AIM OF THE EXERCISE |
Identify all lines of the data containing the string "eyeglasses" and copy them.

(Records excerpted from a collection)
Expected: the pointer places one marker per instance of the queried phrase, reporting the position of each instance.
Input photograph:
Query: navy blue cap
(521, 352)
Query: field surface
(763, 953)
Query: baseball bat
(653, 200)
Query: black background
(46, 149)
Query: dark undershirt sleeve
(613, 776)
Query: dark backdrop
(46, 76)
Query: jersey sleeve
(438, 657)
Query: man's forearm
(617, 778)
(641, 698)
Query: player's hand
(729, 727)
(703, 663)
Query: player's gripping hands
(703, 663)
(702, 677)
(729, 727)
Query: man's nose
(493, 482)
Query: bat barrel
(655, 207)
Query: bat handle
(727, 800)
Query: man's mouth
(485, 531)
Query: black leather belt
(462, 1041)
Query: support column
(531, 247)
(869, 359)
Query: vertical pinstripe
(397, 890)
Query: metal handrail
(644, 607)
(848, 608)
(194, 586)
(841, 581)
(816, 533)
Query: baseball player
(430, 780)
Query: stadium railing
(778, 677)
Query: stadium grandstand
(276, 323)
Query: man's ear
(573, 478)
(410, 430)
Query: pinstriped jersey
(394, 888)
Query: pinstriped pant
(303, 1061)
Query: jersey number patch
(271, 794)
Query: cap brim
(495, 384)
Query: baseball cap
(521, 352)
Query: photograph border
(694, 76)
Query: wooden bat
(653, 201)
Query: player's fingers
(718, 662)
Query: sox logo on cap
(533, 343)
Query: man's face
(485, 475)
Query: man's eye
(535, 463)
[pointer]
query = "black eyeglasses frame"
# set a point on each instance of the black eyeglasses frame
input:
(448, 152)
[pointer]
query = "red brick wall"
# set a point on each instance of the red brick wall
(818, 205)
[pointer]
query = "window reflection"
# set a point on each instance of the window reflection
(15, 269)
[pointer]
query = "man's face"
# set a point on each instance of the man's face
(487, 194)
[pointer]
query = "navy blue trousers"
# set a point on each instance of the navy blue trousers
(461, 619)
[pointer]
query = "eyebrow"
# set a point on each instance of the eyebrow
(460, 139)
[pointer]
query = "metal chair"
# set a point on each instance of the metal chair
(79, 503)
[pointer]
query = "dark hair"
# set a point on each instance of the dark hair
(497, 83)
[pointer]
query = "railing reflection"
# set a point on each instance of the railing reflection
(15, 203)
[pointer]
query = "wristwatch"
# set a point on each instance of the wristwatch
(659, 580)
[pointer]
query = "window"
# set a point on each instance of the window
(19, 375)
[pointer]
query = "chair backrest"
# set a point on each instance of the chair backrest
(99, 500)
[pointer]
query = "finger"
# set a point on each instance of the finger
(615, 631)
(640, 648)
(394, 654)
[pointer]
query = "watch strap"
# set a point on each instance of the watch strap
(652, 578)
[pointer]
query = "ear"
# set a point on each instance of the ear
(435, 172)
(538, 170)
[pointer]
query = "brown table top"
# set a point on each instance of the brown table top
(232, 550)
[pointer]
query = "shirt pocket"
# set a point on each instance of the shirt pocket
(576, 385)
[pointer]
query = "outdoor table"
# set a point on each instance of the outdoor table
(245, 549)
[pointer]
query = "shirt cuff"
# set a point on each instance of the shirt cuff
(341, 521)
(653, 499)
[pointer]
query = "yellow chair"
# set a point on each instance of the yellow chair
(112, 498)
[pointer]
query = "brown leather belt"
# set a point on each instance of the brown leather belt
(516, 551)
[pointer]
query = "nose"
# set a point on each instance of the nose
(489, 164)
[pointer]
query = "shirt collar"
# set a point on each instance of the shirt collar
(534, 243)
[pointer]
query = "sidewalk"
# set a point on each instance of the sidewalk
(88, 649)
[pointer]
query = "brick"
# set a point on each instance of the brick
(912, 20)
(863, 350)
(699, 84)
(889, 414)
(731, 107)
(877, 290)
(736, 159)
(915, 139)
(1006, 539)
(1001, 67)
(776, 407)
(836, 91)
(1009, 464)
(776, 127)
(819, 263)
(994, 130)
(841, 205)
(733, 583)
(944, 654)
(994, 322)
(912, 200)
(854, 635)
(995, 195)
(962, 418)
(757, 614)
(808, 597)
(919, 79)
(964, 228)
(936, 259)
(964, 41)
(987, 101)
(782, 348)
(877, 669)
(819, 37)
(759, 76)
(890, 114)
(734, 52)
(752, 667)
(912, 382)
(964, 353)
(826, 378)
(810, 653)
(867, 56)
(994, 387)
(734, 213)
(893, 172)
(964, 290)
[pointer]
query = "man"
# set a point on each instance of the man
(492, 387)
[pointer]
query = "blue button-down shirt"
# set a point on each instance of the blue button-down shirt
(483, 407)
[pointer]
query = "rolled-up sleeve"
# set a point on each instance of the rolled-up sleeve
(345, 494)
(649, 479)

SOLUTION BELOW |
query = "black eyeglasses frame"
# set a point on each instance of the black eyeglasses frame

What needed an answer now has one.